WHAT YOU SHOULD DO
In the records below, find the line with "Practice step: put one dot on the rightmost", then retype it and every following line exactly, stopping after the line with "Practice step: put one dot on the bright". Leave the pictures out.

PROVIDED DATA
# # #

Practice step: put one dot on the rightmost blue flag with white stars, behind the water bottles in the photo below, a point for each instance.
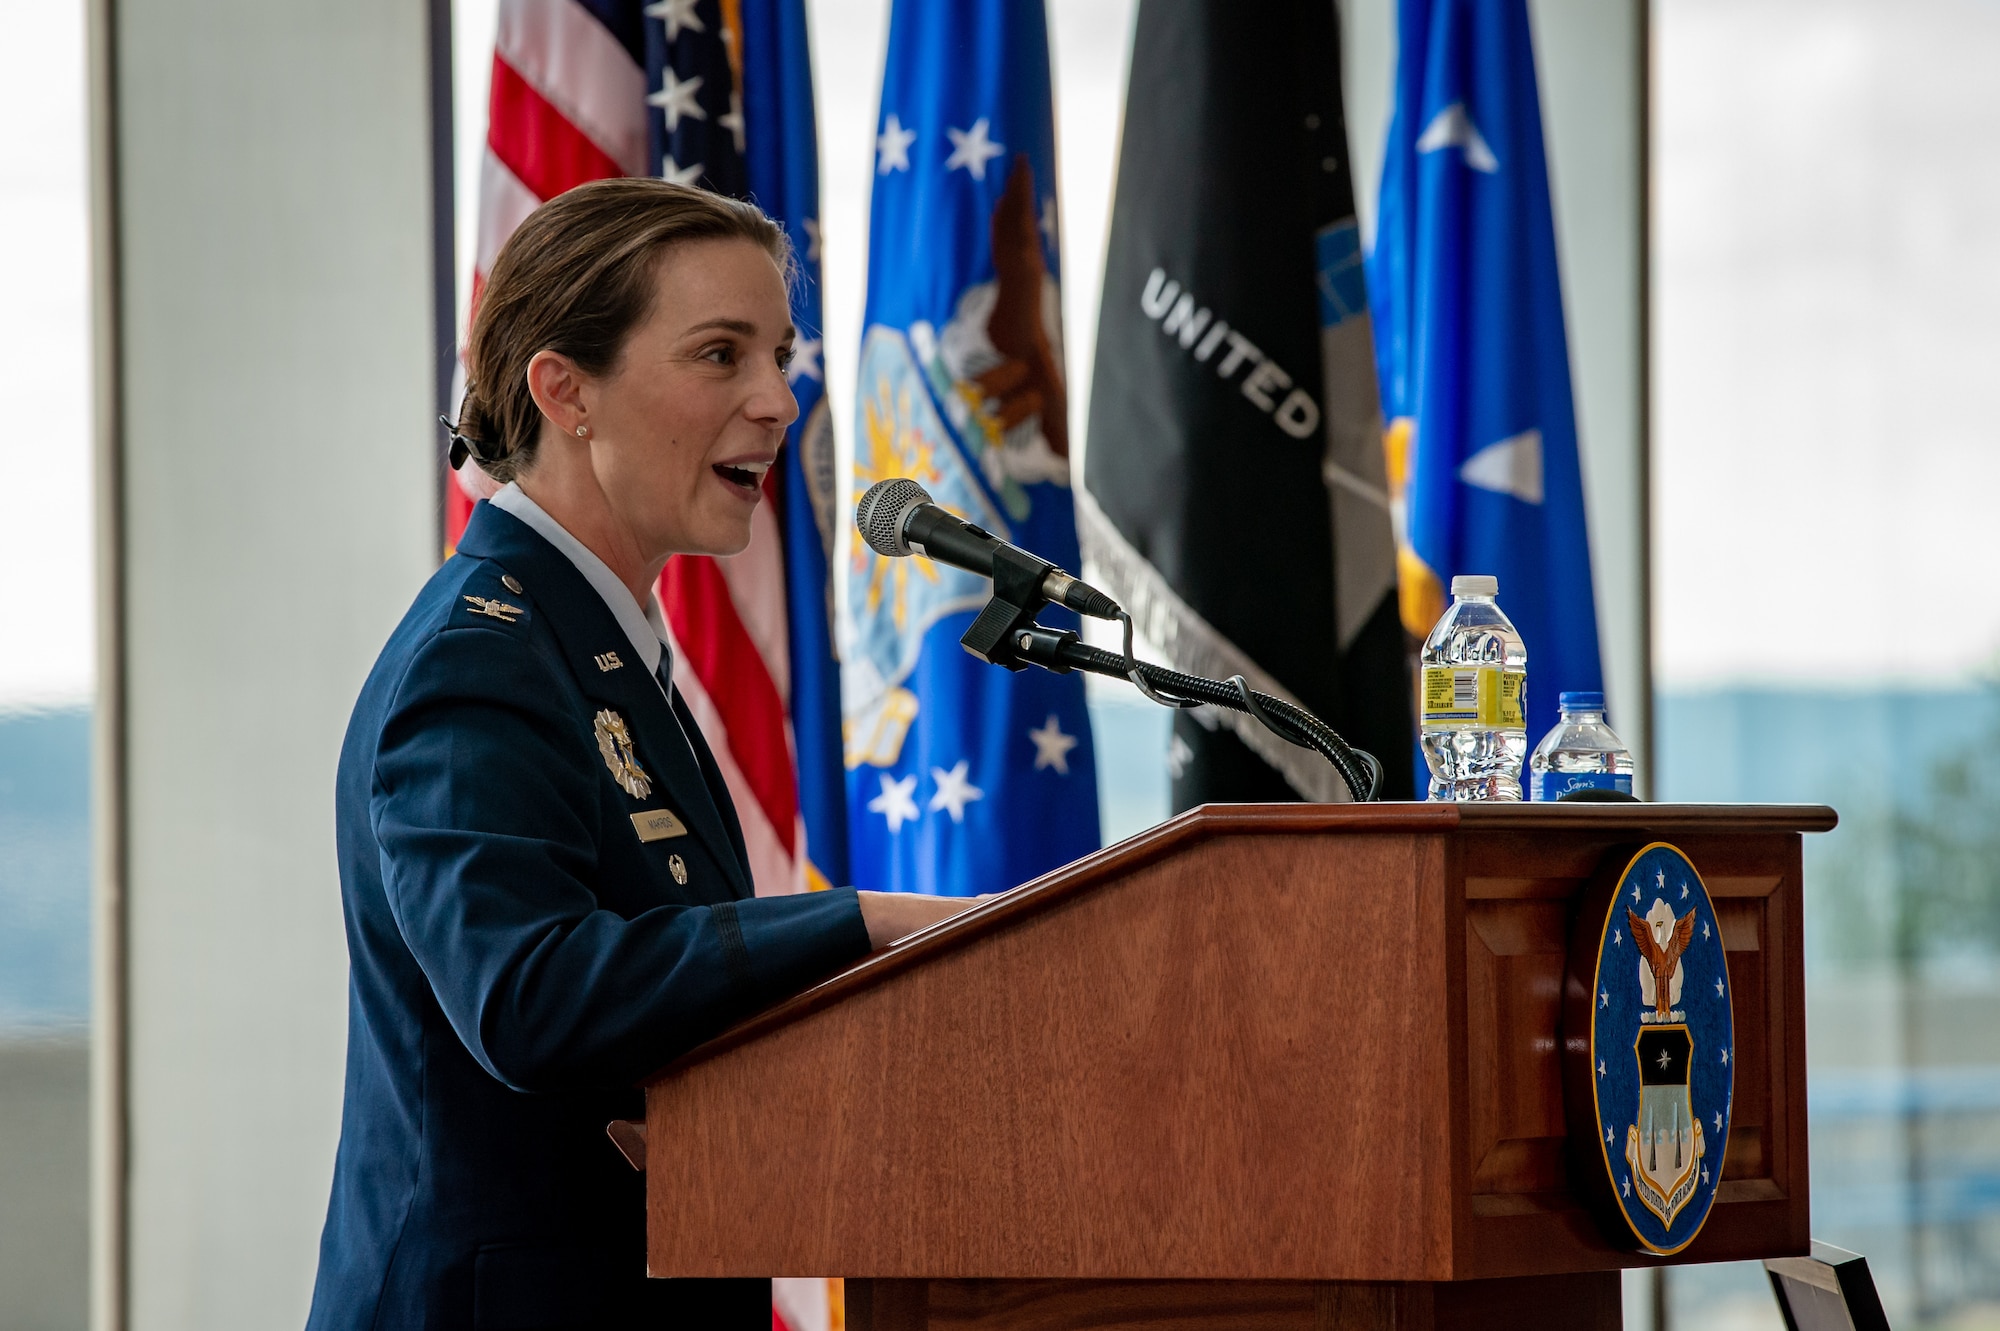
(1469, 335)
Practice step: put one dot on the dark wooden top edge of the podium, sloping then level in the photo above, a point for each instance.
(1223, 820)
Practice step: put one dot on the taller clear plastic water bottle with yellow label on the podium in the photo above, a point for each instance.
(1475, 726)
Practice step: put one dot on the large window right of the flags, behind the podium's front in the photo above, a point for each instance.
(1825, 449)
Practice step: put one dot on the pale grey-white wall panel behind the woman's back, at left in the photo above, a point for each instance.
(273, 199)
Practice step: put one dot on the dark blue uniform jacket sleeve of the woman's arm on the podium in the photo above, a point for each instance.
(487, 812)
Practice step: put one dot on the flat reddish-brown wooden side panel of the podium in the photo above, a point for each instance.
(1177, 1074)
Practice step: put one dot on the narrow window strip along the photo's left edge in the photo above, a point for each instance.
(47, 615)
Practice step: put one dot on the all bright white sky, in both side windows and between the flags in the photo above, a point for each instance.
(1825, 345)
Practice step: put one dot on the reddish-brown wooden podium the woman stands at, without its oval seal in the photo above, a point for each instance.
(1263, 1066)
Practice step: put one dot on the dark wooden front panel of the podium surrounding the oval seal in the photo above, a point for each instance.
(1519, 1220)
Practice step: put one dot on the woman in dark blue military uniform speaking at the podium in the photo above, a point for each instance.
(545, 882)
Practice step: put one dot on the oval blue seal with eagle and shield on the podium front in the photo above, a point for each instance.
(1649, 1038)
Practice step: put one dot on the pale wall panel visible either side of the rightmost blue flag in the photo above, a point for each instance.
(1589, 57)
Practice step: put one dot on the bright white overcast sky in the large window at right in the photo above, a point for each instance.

# # #

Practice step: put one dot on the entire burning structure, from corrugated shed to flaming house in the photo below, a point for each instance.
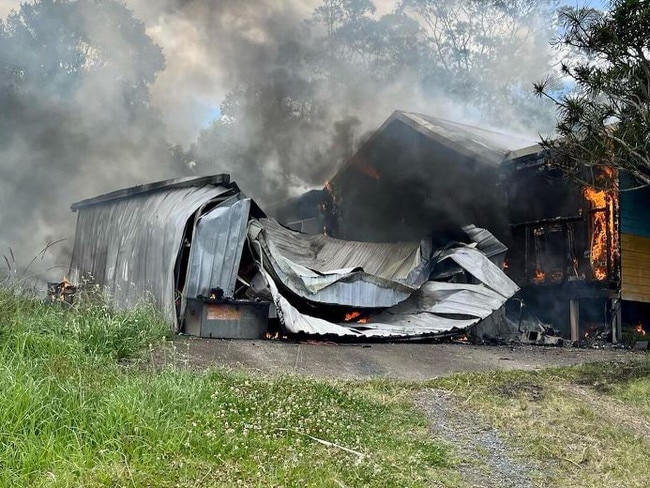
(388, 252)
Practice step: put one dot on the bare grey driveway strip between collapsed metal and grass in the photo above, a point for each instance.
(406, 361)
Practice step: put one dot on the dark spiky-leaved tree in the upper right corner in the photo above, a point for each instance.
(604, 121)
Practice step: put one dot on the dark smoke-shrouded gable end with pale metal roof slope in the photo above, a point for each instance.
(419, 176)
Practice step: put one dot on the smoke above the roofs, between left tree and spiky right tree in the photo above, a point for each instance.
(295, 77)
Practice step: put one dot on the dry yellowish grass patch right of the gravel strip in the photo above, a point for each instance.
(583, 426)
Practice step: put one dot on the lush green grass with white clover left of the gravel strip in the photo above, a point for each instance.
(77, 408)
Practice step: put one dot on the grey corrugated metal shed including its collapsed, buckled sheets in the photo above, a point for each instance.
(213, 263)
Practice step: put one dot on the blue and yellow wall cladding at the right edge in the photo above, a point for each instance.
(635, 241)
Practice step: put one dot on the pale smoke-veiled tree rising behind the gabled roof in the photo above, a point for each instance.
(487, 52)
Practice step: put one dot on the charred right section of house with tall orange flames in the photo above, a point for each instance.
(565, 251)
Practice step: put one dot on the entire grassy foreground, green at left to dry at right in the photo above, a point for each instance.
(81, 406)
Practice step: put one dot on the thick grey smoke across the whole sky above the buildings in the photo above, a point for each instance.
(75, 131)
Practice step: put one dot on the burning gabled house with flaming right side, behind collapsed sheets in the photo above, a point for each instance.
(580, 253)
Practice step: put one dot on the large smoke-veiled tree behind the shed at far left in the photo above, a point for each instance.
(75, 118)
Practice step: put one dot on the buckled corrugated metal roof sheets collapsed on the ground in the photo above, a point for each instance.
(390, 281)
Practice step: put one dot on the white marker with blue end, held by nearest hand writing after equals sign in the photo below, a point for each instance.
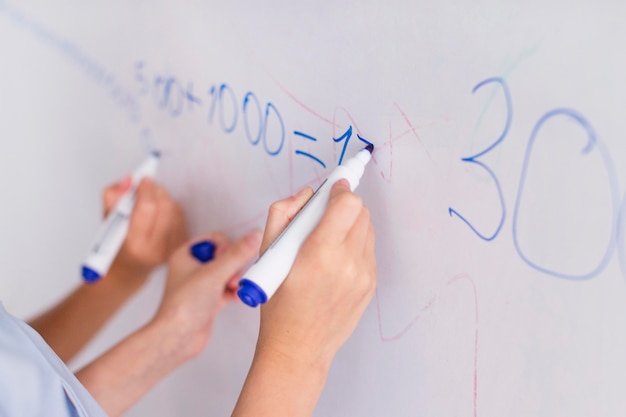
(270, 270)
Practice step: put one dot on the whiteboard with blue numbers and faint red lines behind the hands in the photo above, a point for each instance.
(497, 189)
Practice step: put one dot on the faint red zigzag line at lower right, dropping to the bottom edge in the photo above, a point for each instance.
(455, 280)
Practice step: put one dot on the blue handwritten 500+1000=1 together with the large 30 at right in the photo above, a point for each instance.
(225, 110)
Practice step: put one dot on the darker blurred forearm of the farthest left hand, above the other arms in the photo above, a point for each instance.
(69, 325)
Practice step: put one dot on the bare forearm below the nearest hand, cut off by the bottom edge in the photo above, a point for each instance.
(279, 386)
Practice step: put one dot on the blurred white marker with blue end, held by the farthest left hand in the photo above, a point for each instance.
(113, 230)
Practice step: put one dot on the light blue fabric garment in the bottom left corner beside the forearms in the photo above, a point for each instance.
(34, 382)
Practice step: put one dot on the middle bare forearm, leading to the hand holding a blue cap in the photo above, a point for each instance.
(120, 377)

# # #

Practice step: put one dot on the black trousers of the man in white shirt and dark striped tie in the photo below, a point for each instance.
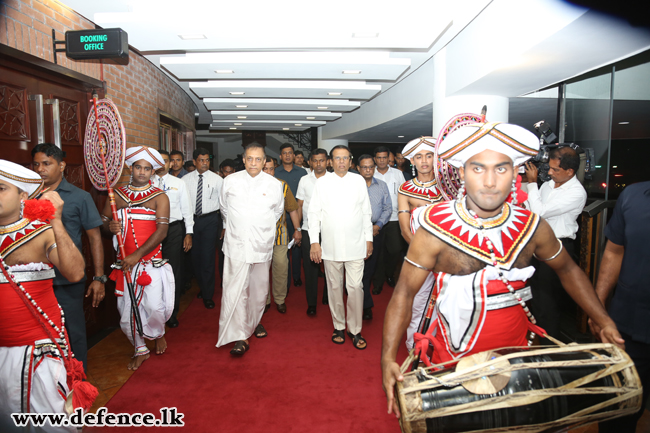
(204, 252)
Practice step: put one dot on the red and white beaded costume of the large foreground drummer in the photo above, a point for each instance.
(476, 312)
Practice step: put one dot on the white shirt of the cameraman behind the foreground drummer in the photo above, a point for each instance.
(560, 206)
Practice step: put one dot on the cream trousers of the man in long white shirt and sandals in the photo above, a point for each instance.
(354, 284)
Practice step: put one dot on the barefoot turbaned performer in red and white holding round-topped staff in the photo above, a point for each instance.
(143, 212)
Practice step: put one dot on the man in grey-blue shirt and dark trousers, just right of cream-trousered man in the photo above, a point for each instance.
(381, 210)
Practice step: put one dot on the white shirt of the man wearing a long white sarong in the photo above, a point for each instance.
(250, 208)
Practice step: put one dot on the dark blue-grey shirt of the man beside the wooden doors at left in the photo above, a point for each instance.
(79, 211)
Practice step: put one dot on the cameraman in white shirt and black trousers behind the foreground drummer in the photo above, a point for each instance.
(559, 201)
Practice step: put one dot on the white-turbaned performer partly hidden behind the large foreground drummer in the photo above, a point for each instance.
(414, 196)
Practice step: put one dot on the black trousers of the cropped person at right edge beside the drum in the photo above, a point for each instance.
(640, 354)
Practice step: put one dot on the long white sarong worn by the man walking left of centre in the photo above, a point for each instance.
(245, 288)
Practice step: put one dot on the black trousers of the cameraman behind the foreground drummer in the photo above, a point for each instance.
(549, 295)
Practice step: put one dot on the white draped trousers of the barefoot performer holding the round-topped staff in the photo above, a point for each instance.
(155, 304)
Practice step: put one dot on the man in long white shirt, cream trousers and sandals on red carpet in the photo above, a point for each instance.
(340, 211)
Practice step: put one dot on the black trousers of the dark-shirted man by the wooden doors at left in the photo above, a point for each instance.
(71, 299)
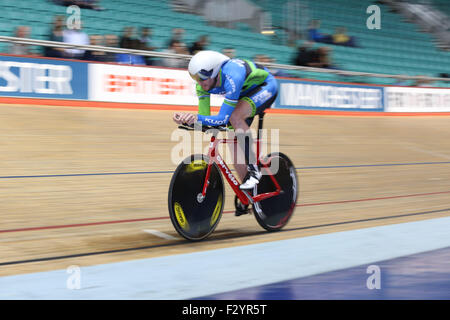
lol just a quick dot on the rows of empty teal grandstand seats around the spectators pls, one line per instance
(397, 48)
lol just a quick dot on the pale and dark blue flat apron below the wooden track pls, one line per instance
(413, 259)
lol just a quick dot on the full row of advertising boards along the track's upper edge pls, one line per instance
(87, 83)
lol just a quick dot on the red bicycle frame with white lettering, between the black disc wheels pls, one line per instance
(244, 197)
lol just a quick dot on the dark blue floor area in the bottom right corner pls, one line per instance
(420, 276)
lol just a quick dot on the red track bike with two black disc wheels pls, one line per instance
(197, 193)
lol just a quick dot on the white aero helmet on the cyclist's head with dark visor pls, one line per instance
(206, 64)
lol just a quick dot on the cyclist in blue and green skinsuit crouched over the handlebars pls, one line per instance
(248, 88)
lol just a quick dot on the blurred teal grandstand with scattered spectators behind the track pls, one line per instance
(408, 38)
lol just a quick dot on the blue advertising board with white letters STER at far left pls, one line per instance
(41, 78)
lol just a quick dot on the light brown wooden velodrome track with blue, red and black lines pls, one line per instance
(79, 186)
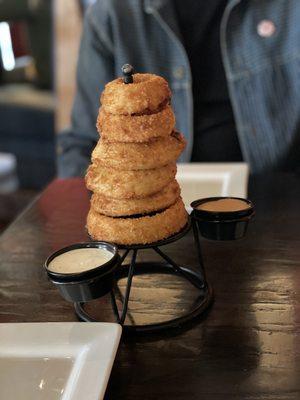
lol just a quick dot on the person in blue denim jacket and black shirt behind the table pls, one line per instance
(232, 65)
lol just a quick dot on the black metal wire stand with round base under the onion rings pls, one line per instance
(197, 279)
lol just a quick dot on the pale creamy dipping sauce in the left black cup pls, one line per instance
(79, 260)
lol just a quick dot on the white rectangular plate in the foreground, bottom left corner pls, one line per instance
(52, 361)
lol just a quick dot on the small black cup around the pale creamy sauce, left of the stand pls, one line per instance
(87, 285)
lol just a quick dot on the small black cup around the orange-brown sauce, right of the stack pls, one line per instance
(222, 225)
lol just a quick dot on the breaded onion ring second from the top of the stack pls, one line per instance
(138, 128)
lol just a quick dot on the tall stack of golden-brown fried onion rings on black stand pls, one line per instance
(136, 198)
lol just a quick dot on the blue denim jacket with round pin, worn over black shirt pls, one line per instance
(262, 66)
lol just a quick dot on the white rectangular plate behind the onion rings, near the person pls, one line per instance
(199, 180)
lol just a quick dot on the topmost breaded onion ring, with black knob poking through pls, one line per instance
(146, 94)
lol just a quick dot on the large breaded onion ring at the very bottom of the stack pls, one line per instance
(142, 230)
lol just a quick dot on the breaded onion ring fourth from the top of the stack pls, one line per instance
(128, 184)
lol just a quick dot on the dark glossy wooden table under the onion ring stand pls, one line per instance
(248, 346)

# # #

ANSWER FOR THE TASK
Practice step: put one dot on the rightmost blue flag with white stars, behind the water bottles in the photo below, a point for each instance.
(1469, 335)
Practice step: put one dot on the dark wooden top edge of the podium, sloping then level in the photo above, a point for each instance.
(1223, 820)
Practice step: put one dot on the taller clear plastic water bottle with yellow label on the podium in the photo above, a point for each instance.
(1475, 726)
Practice step: put one dot on the large window right of the flags, behind the podium's front in the photo above, a point for each instance.
(1825, 449)
Practice step: put one dot on the pale grey-white wall panel behind the woman's back, at left in the photo above, a point for each instance.
(273, 199)
Practice step: put one dot on the dark blue uniform jacket sleeve of the woman's arm on the podium in the photo above, a point for each instance.
(487, 812)
Practice step: put one dot on the flat reddish-brown wooden side panel of the podium in the photo above, a point for each instance.
(1177, 1074)
Practice step: put one dot on the narrow window strip along the photo's left edge in the photo above, a point for each instance.
(47, 615)
Practice step: put one dot on the all bright white sky, in both side windows and between the flags in the photo above, a point for each instance.
(1825, 345)
Practice step: put one dot on the reddish-brown wooden podium the woman stands at, without its oval seal in the photo above, a point for each instance.
(1263, 1066)
Practice step: put one dot on the dark wooden front panel of the podium surrounding the oval seal in the photo above, a point for each instance.
(1519, 1220)
Practice step: put one dot on the woman in dark blue military uniform speaking at the podium in the photo above, a point for each instance.
(545, 882)
Practice step: put one dot on the oval blue seal with eagle and shield on the podium front in the photo above, a point for each instance.
(1649, 1038)
Practice step: put one dot on the pale wall panel visible either side of the rightmost blue flag in the photo above, a point for each instance.
(1589, 57)
Practice step: put one dot on the bright white overcast sky in the large window at right in the photo above, a point for each instance.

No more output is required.